§ **Texto proporcionado**
# Casetera se detiene



## superpity (May 30, 2012)

hola gente haber si me pueden ayudar un poquito, tengo una cassetera a la cual le cambie las correas y la falla que me presenta es que sin cassette anda bien no se para, la pero al poner un cassette reproduce por unos segundos y se para (salta el play) como si fuese una falla por cinta suelta no se donde fijarme si alguien me puede guiar le estare agradecido .


----------



## CCB (May 30, 2012)

tal ves esten sucios los rodamientos y/o los piñones tengan un desgaste


----------



## superpity (May 30, 2012)

Tiene poco uso a pesar de los años la casetera otra cosa que se les ocurra ??


----------



## Jonhatan (May 30, 2012)

debes aceitar bien todos los ejes, bujes y poleas, engranajes.. ademas fijate si el rodillo de traccion, (el de goma) aveces esta tomado o muy cerca del eje..


----------



## Gudino Roberto duberlin (May 30, 2012)

Amigo, revisa el AUTOSTOP. El mecanismo suele trabarse debido a desgaste o suciedad, existen diferentes sistemas sube alguna fotografia.


----------



## CCB (May 30, 2012)

bueno dos casos comento en uno sucedia lo mismo apesar que desmonte limpie sucieda y engrase otra ves seguia pasando lo mismo por lo que mire el voltage que le llegaba al motor, era de (9v) y llegaba 5/6v que si bien movia el motor y este el mecanismo pero al no tener el voltage adecuado no generaba la suficiente traccion estando el caset insertado y otra era por que el caset tenia suciedad interna que creaba friccion con la cinta misma, pero en general la causa como ya se menciono es del rodillo


----------



## Gudino Roberto duberlin (May 30, 2012)

Amigo caucanito, bueno respecto a una tension inferior en la alimentacion del motor, pues no deberia ocasionar un STOP indeseado a menos que hablemos de mecanismos automaticos con servo.


----------



## superpity (May 31, 2012)

§ **Extracto de datos**

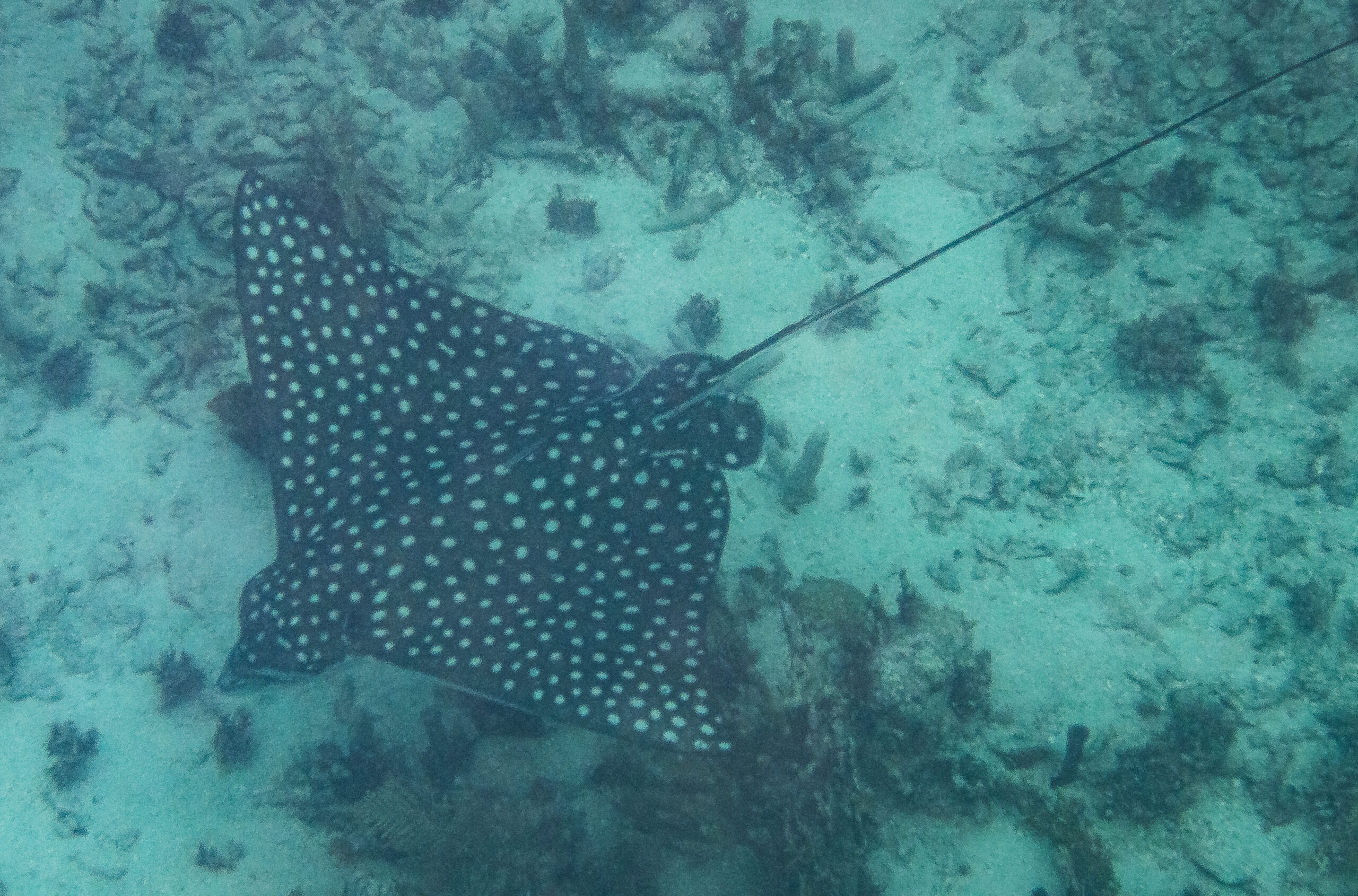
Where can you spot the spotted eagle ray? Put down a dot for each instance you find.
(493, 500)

...

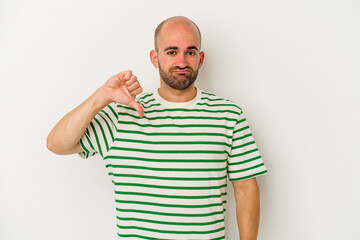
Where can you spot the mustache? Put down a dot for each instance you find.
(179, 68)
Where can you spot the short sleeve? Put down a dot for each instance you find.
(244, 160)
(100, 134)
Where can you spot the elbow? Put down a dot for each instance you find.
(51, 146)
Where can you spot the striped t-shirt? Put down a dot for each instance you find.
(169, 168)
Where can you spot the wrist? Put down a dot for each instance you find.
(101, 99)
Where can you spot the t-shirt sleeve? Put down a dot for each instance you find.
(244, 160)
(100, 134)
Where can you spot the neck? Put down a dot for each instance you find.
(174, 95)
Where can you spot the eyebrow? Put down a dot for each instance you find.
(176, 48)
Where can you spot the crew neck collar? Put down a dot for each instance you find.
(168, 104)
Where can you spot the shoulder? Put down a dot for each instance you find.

--

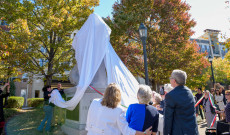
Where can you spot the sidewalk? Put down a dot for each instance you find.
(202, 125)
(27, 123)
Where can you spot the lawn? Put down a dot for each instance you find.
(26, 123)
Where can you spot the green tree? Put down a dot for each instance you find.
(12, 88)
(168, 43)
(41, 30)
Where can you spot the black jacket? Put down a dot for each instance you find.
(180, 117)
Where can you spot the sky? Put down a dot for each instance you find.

§ **Ejercicios propuestos**
A. En el hilo sobre la casetera que se detiene, ¿qué piezas le cambió superpity al aparato?
B. Retoma el hilo sobre la casetera que se detiene justo desde el punto en que se interrumpe.
Los registros forman un material aparte, independiente del texto.

§ **Respuestas por tarea**
A. Le cambió las correas.

B.
gracias por los datos mañana subo unas fotos, ayer note lo siguiente cuando me saltaba el play, le daba play de nuevo subia la tecla y se accionaba el mecanismo motor correas todo en movimiento pero no giraba el cassette le ponia stop sacaba el cassete ponia play de nuevo y volvia a girar todo otra vez. vi en la parte trasera un engranaje que tiene como roto una partecita pero este engranaje no gira mientras esta andano el play supongo que actua cuando se adelanta o retrocede . hoy le saco foto a todo gracias por colaborar .


----------



## superpity (Jun 1, 2012)

hay una foto que tiene una flecha amarilla indicando un engranaje que vi que le faltan unos dientecitos , pero este parece que solo funciona cuando se adelanta o retrocede , con play no se mueve.


----------



## superpity (Jun 4, 2012)

bueno esperaba algún aporte mas de ustedes ahora con las fotos, y sobre todo sobre el engranaje que función cumple ? sera ese el que hace que falle ?? no se !! el motor tiene una fuerza impresionante . no le encuentro la vuelta y no quiero que me quede la cassettera para apoyar macetas !! gracias a todos igual !!


----------



## plarenas (Jun 7, 2012)

no creo que sea problema el motor, las caseteras tienen un sistema que hacen saltar cuando se termina la cinta, si el cassete esta torcido genera friccion y salta solo o sea podria ser tu cassete lo otro es que el sistema que hace saltar el play este muy lubricado o suelto y lo haga saltar solo, las caseteras me traen recuerdosssss..........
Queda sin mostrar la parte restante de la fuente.